High school is… kind of a battle.
We all remember — some of us more vividly than others. There are the daily skirmishes with academic entanglements offset by intermittent clashes with authority over real or imagined offenses. The subtle disputes over position within groups, the internal battles to hold the line, to not pout or whimper or weep at the wrenching disappointments and setbacks. It seems at every moment there’s something to test the resolve, to challenge the dreams, to weigh down and hold back the dreamer.
High school.
A few of us set out to remember it from a new angle.
It started… with one insanely optimistic woman who was joined in both insanity and optimism by a group who jokingly began to call themselves Poetry Princesses. It seemed a good title for a group of women armed with the rules of poetic form, but not yet the power needed to make them work. Princesses aren’t quite the heads of kingdoms, after all, but they know the rules, and can be counted on to take up arms to rigorously defend them.
And to continue with the strangely twisted metaphor, a princess is a not-yet Queen, like a high school student is a not-yet adult – full of the promise of what will be, armed with the determination to become. In honor of the high school students we know, and were, and wanted to be, we wrote a crown of seven interlinked sonnets. It was an amazing undertaking.

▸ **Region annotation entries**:
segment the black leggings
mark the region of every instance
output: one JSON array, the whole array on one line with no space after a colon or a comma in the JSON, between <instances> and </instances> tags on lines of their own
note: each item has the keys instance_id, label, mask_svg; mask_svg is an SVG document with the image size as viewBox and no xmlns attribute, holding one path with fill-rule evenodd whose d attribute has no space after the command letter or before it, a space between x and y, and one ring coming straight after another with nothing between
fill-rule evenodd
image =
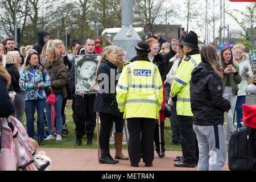
<instances>
[{"instance_id":1,"label":"black leggings","mask_svg":"<svg viewBox=\"0 0 256 182\"><path fill-rule=\"evenodd\" d=\"M99 113L101 119L101 129L100 130L99 142L101 149L109 148L109 139L112 129L114 115Z\"/></svg>"}]
</instances>

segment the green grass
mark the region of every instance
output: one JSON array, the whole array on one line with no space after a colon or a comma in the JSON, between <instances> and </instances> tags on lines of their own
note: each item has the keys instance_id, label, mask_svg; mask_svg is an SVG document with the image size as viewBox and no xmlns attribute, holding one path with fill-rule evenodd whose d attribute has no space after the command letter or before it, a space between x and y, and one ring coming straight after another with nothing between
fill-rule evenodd
<instances>
[{"instance_id":1,"label":"green grass","mask_svg":"<svg viewBox=\"0 0 256 182\"><path fill-rule=\"evenodd\" d=\"M66 120L69 120L70 122L67 123L68 129L68 134L67 136L63 136L62 139L65 140L67 138L72 138L73 141L55 141L55 140L44 140L44 146L40 146L40 148L83 148L83 149L97 149L97 129L95 128L94 135L93 138L93 144L92 146L86 146L87 139L86 136L84 136L82 138L82 144L81 146L76 147L75 146L75 143L76 142L76 135L75 133L75 125L73 121L73 118L71 115L72 110L69 108L67 108L65 111L66 114ZM36 112L35 114L35 117L36 118ZM24 123L25 118L23 117L22 123ZM165 121L164 127L164 140L166 144L164 146L166 151L181 151L181 147L180 144L177 146L171 146L170 143L172 142L172 133L170 132L171 131L171 124L168 118L167 118ZM26 125L24 125L25 129L26 129ZM96 126L97 127L97 126ZM63 126L63 128L65 129L65 125ZM35 126L35 131L36 132L37 128ZM35 140L37 140L36 139ZM126 144L123 143L122 146L123 150L127 150ZM114 144L110 144L110 148L113 150L115 148Z\"/></svg>"},{"instance_id":2,"label":"green grass","mask_svg":"<svg viewBox=\"0 0 256 182\"><path fill-rule=\"evenodd\" d=\"M76 147L75 146L75 143L76 142L76 135L75 133L75 126L73 121L73 118L71 115L72 110L70 108L67 108L65 111L66 114L66 120L69 120L70 122L67 123L68 129L68 134L67 136L63 136L62 139L65 140L67 138L73 139L73 141L55 141L55 140L44 140L44 146L40 146L40 148L83 148L83 149L97 149L97 129L95 128L94 130L94 135L93 138L93 144L92 146L86 146L87 139L86 136L84 136L82 138L82 144L81 146ZM35 114L35 117L36 118L36 112ZM24 123L24 117L23 117L22 123ZM235 115L235 119L236 119L236 114ZM224 123L226 122L226 119L224 115ZM236 121L236 120L235 120ZM167 118L164 121L164 140L166 144L164 146L166 151L181 151L181 147L180 144L171 146L170 143L172 142L172 133L170 132L171 124L169 118ZM25 129L26 129L26 125L24 125ZM226 129L226 125L224 125L225 129ZM65 125L63 126L63 128L65 129ZM35 127L35 131L36 132L36 127ZM37 139L36 139L37 140ZM227 145L227 148L228 150L228 145ZM114 144L110 144L110 149L114 149L115 146ZM123 150L127 150L127 146L126 143L123 144L122 146Z\"/></svg>"}]
</instances>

▸ **Job 1**:
Summarize the passage about high school in two sentences.
▸ **Job 2**:
Rewrite the passage about high school between "High school is…" and "back the dreamer.", inclusive, putting "struggles" in place of "skirmishes".
The material has no connection to the passage.

▸ **Expected output 1**:
High school is described as a kind of battle, with daily academic struggles, clashes with authority, disputes over position within groups, and internal fights not to give in to disappointment. A group of women who called themselves Poetry Princesses set out to remember it from a new angle and, in honor of high school students, wrote a crown of seven interlinked sonnets.

▸ **Expected output 2**:
High school is… kind of a battle.
We all remember — some of us more vividly than others. There are the daily struggles with academic entanglements offset by intermittent clashes with authority over real or imagined offenses. The subtle disputes over position within groups, the internal battles to hold the line, to not pout or whimper or weep at the wrenching disappointments and setbacks. It seems at every moment there’s something to test the resolve, to challenge the dreams, to weigh down and hold back the dreamer.